## PROBLEM TO SOLVE
Find every line in the rows below that contains the word "field", matching case exactly, and copy each of those lines.

(Dataset excerpt)
────────
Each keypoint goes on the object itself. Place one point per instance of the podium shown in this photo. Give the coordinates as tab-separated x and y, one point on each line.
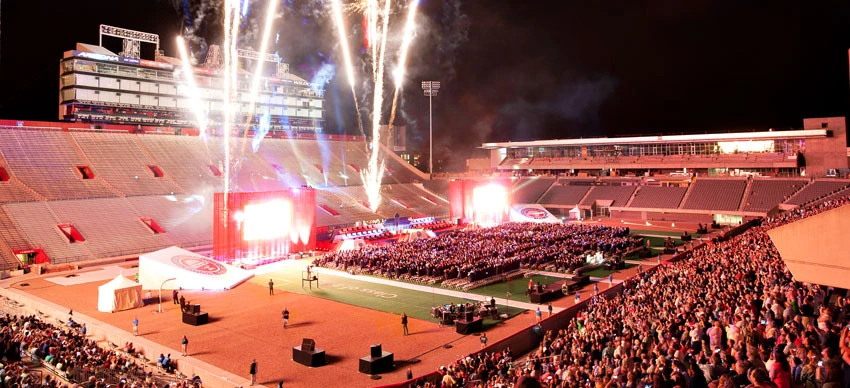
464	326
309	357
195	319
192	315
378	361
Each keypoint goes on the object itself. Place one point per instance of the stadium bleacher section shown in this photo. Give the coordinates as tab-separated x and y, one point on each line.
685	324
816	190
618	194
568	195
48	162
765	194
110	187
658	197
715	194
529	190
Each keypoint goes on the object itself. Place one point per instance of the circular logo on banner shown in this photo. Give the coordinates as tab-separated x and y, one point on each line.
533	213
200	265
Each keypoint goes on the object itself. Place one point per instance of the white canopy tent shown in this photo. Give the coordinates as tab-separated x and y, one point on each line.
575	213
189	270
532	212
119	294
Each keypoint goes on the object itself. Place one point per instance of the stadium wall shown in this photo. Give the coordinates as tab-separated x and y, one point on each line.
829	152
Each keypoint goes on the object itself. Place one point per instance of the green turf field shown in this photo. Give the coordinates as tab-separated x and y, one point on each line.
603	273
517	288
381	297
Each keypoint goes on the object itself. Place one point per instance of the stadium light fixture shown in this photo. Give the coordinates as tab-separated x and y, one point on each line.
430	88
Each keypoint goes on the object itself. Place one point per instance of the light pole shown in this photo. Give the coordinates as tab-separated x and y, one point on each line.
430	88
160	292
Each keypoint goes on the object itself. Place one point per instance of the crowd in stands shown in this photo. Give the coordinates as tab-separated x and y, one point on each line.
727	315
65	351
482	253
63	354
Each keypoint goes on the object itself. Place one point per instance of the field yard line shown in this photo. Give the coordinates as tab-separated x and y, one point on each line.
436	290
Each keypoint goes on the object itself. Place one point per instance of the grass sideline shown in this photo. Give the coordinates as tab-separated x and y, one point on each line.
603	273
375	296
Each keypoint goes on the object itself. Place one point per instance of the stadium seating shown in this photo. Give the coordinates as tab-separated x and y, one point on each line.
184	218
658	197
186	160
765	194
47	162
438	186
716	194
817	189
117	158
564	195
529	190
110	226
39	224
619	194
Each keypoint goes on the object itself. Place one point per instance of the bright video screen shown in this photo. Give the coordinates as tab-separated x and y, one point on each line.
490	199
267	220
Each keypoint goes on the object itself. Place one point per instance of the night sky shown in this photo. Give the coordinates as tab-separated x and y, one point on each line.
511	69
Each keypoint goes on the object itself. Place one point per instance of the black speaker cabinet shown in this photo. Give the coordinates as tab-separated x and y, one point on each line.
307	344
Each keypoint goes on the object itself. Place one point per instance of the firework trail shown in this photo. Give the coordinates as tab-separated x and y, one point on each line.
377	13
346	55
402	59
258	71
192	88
────────
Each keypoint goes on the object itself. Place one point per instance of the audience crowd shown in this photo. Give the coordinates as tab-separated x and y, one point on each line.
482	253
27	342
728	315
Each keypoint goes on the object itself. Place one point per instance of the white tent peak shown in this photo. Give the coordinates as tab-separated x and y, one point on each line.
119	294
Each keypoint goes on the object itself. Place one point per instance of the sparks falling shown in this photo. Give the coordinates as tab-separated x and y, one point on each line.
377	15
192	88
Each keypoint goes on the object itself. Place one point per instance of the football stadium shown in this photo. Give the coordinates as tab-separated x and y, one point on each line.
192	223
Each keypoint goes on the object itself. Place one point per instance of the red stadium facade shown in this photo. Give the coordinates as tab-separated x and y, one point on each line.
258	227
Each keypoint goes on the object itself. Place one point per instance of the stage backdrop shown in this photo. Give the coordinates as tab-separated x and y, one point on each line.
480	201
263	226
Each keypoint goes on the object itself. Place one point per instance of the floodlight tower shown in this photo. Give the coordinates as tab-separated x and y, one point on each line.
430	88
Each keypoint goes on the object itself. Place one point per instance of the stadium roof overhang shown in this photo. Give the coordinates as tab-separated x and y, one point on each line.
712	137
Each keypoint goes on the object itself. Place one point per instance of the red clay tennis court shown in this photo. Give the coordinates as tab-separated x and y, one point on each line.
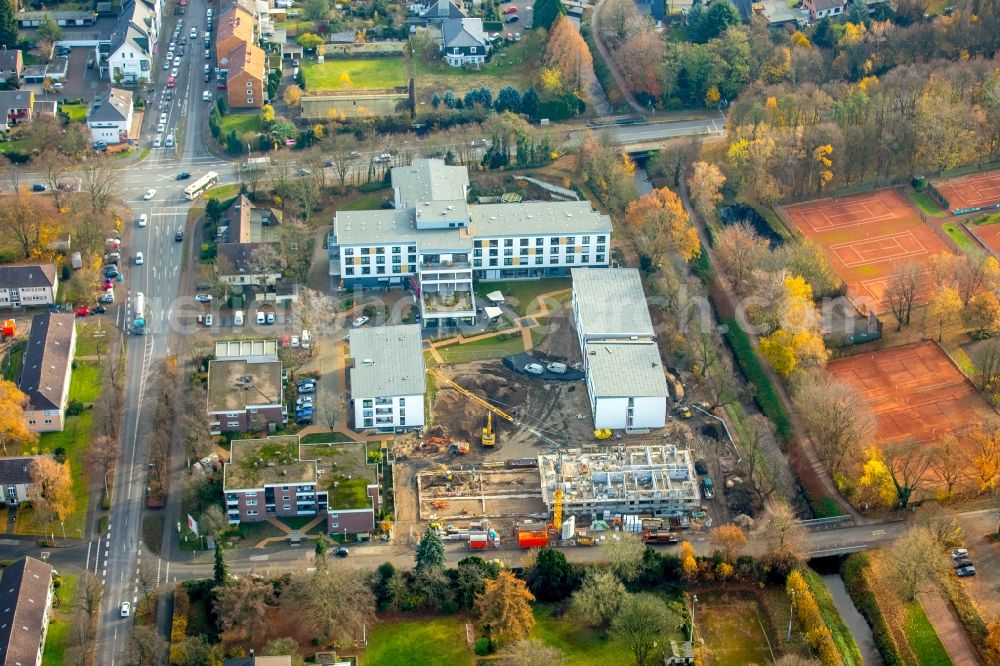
────────
## THE OUTPUT
Each keypoint goes on the object itself. Place one point per instance of the green turf field shown in this photo. Give the coordinates as tab-separated x and y, one point on each line.
Each keypoint goes on the object itself. Place one point per instance of the field yard line shown in this photo. Give the coordinates as tab-separated x and y, one point on each line.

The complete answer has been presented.